Provided passage:
======
I do think there are some critical takeaways from this wire testing experiment. One key discovery has been that if the wire doesn’t have some sort of vertical shaping, it just doesn’t work on me. For example, the Extra Long wire from Gigi’s has a similar overall length to the Omega wire from Emerald Erin, yet because one shape is wide and the other is narrow it forces the bra to smush the breast tissue and the band to stand away from the body whereas the other allows the band to sit directly next to the skin on the chest and lets the breast project forward to fill out the cup. (Side note: Yes, we have finally reached the point in our bra sewing adventure where we have achieved the fabled state of having the bridge fabric in contact with the chest! It is a thing that can actually happen. Who knew?!?!?!?!!) I can also see the same situation happen when I go too large in the vertical wires – the larger wire size pulls the cup horizontally, reducing the forward space for the breast to sit and pulling the band forward away from the body. So I think one critical takeaway is definitely that it’s definitely both the size and shape of the wire that is going to really impact the fit of the bra.
======
Provided records:
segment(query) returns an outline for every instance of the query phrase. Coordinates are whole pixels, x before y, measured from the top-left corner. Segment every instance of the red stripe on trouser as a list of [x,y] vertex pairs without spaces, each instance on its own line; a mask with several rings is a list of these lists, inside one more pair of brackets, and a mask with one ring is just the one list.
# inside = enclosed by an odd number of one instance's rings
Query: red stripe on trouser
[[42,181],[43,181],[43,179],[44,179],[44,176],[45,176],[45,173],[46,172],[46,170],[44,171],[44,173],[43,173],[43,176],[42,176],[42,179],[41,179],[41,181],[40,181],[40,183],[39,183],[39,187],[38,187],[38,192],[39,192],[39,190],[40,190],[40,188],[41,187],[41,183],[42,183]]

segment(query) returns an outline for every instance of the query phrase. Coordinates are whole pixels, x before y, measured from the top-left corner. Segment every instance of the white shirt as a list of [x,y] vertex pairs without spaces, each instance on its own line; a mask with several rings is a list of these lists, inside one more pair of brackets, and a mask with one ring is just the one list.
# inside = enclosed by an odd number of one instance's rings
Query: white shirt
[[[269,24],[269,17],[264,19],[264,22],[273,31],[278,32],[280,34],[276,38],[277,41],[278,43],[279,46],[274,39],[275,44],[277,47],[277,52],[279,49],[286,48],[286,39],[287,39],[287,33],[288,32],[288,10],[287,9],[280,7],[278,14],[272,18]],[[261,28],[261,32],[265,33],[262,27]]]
======
Stated exercise: Continue the passage about testing bra underwires from the point where it ends. The rows aren't needed for this.

Answer for the task:
Another takeaway I have from this is that it is important to get a few sizes of fitting wires, even if you do the breast root trace. When I compared my breast root trace to the wire charts it did help me identify the top contenders of wire styles, but I find that having the actual wires is more helpful for the comparison and obviously to test the fitting. I originally didn’t order any of the Omega style wires from Emerald Erin because I thought the inward curve at the top of the wire would be too severe, however, it actually fits great for me and is very comfortable, so I’m glad I tried it. Conversely, I thought the Extra Long wires from Gigi’s would work, but they are far too short in a full coverage bra for me when I use the size that corresponds to the trace. Although I bought a lot of wire styles, the root trace did actually help me narrow down wire styles quite a bit, relatively speaking. It was immediately obvious from the trace that I needed some sort of vertical wire, and I didn’t even bother trying any of the wider/flatter styles available. It was made even more clear through fit tests that the vertical wire styles were significant improvements over the standard wire shapes I had been using originally.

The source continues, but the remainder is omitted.